**Brief**
A verbatim copy of the records below, pictures omitted, is the task.

(Stored items from a collection)
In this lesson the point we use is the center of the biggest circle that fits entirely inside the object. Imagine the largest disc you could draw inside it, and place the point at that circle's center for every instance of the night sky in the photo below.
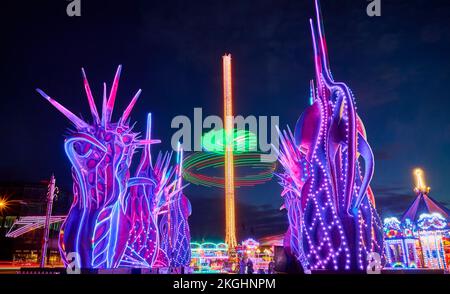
(398, 66)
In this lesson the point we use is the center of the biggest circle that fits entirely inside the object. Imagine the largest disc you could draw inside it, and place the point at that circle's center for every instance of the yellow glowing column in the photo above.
(230, 217)
(421, 186)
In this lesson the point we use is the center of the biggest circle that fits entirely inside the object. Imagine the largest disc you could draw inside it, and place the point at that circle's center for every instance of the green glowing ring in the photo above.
(195, 165)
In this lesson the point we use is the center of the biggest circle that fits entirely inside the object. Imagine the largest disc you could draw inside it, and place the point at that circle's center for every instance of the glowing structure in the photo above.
(333, 224)
(230, 211)
(422, 231)
(117, 220)
(208, 257)
(400, 244)
(27, 224)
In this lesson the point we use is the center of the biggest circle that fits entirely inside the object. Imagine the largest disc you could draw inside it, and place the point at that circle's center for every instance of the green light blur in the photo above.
(241, 141)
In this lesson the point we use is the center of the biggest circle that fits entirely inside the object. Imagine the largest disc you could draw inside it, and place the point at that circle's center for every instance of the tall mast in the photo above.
(230, 216)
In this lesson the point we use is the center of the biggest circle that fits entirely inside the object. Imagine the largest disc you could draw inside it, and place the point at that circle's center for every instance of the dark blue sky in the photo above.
(398, 66)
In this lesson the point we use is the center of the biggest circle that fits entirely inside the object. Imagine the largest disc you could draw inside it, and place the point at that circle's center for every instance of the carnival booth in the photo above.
(421, 238)
(208, 257)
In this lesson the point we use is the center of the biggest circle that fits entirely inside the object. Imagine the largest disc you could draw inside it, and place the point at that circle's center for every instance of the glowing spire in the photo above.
(421, 186)
(230, 217)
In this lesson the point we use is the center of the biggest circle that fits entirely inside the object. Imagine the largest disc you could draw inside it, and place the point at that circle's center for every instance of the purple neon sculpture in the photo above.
(328, 165)
(117, 220)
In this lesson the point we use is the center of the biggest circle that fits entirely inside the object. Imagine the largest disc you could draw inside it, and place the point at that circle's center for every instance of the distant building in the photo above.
(29, 200)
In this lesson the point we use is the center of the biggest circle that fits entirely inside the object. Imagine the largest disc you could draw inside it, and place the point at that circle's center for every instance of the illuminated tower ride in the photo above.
(230, 217)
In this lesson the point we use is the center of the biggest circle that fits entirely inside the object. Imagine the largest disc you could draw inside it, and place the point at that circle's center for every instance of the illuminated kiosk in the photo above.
(260, 255)
(423, 231)
(328, 165)
(400, 244)
(118, 220)
(208, 257)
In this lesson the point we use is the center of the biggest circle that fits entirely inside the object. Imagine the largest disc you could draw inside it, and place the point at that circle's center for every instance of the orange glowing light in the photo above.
(3, 203)
(420, 181)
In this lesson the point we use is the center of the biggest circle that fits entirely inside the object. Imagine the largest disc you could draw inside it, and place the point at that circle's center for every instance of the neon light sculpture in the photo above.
(117, 220)
(333, 224)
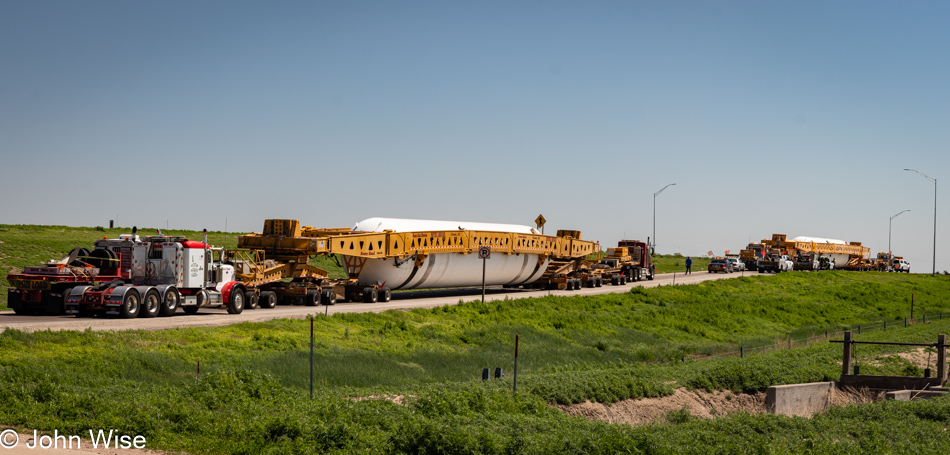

**Written response**
In this lesson the point we use is the center of the biggest circle that fits entirely inside the object. Imagine the largest disc you could draw inside it, and place the point at that circle's center for every instance of the night sky in the photo below.
(398, 66)
In this lesson the point we use is the center of the biggest circle that fits entirely inside the object. Imagine the largest disc you could draw inside it, and place the point at that circle's center for every instance of the yellow glowing column in the photo above.
(230, 217)
(421, 186)
In this lesson the point we use is the center of the biggest circle that fits entirely inside the object. Imagine the largest disc you could draw inside it, and place the point at that circle's center for every instance of the green glowing ring in the photo above.
(195, 165)
In this lesson the point we use is the center of the biggest circle that fits entirely inside the object. Imagine the largest disc you could draw inside it, and place the point at that circle's center for every instance of the glowing structure in the photo above.
(333, 224)
(230, 211)
(422, 231)
(117, 220)
(208, 257)
(400, 244)
(27, 224)
In this lesson the point we use is the center of the biggest circle that fits entirely inside the object. Imagine the largest disc you could draw inside it, and place the point at that circle's center for every instance of the green light blur in the photo above.
(241, 141)
In this lesson the point we use is the center of the biggest circle that fits entirely inside the object. Imagine the largest disc you could draw inside it, and place the point at that circle's center for every instance of the tall mast in the photo above.
(230, 216)
In this lesson the point we use is the center of the biggest circle that fits entirely inside the object. Imagine the largest disc you could draw inside it, and place the point at that circle's center for every instance of the dark blue sky in the photo above.
(398, 66)
In this lesson the point we use is the center of the biggest circle that fits entirely inside the object. Imagine the largest disc you could draw inside it, and place the point at that circle's center for every instance of the carnival booth in the photo above.
(421, 238)
(208, 257)
In this lesson the point we use is the center of the biggest circle that fits entirely inside the object. Imagine the largest disc you could draw inside it, and place the point at that circle's center for every instance of the glowing spire in the photo above.
(421, 186)
(230, 217)
In this lesson the point we use is the center of the biggest circle that fits entirely inside the object. Imagine the largest disc you could draw inside it, and place the point at that circle's center for every instance of the purple neon sculpture in the photo above.
(328, 165)
(117, 220)
In this lesson the point we use is the center of the biggest circle that fits entirely inside the object. Imagine the largest disc you could draw inside it, and place the point at that circle's center for every instance of the distant building in the photo above.
(29, 200)
In this lesson the point we use is the center of the biggest circle that fits entirely inside the object. Imagine the largest disc you could draw inside it, and place the point at that circle's center for every instance of the illuminated tower ride in the photo above.
(230, 217)
In this lesson the point we use is the center of the biggest circle that fits entirely inside the object. Imagine the largest disc you could draw inside it, and place the point at that circle's center for every instance of the illuminated kiosk in the photo above.
(260, 255)
(423, 231)
(328, 165)
(400, 244)
(118, 220)
(208, 257)
In this lesson the point we use is the center of the biggest circle that fits entirely inside the object. Imagine the largest disc you could draw inside it, and place the point at that circle's center for every instance of the orange glowing light in the photo above.
(3, 203)
(420, 181)
In this lesson the point we use is the center of the biggest circle that fits entirely inside the object. Imagine the largest disc you could draw inside it, and place the point at that circle's center for every instance of the neon light sculpture in the photo above.
(117, 220)
(333, 224)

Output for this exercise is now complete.